Request.
Transcribe the part of the longest-day activities post below between "1.  Take a photo" and "did that.  Cool.", inclusive.

Page.
6.21.2014

Ten Kid-Friendly Things to do on the Longest Day of the Year

Today, in the Northern Hemisphere, we'll have about 30 hours of daylight, making it the longest day of the year.  What are you going to do with it?  Here are ten things you can do to make today special.

1.  Take a photo of your shadow at noon.  Save it.  OK, you'll automatically save it but remember that you took it.  Take another at the same time and the same place, or at least in the same hemisphere, on December 21, the Winter Solstice.  Then you can have a picture like this and say, oh, look at that.  I did that.  Cool.

2.  Connect with ancient peoples and dye something.  Natural dyes have been used back in early Mesopotamia.  What we consider as classic American tie-dye is more of a 1950's thing.  What can you dye?  How about a shirt with mystery stains on it?  Or perhaps a towel, canvas shoes, a plain tote bag, cotton sheets-- I went for sleep shirts/bathing suit cover-ups for my kids.  This is what I used.:
  • XXL white cotton t-shirts
  • red Kool-Aid
  • vinegar
  • salt
  • RIT liquid dye
  • rubber bands
  • ziploc bags
  • squeeze bottles
  • my microwave
  • the sun
  • my washer
  • my dryer

The red Kool-Aid will give the white a pale pink wash.  After all the dye was squirted out and the shirts twisted and rubber banded, bag them until the next day.  Then I suggest microwaving them one at a time for 30 seconds.  Then I unravel and let the sun air dry them.  Then I rinse and wash and dry.  That's how I roll. Have fun.  Make a mess.  There is no wrong way to do this.  In the end you will have a shirt with a lot of colors on it.  And you and yours will have made it all on your own.  And that's cool enough.

Listed entries.

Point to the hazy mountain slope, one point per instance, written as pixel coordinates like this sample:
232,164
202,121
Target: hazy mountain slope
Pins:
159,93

Output below.
1.  Take a photo of your shadow at noon.  Save it.  OK, you'll automatically save it but remember that you took it.  Take another at the same time and the same place, or at least in the same hemisphere, on December 21, the Winter Solstice.  Then you can have a picture like this and say, oh, look at that.  I did that.  Cool.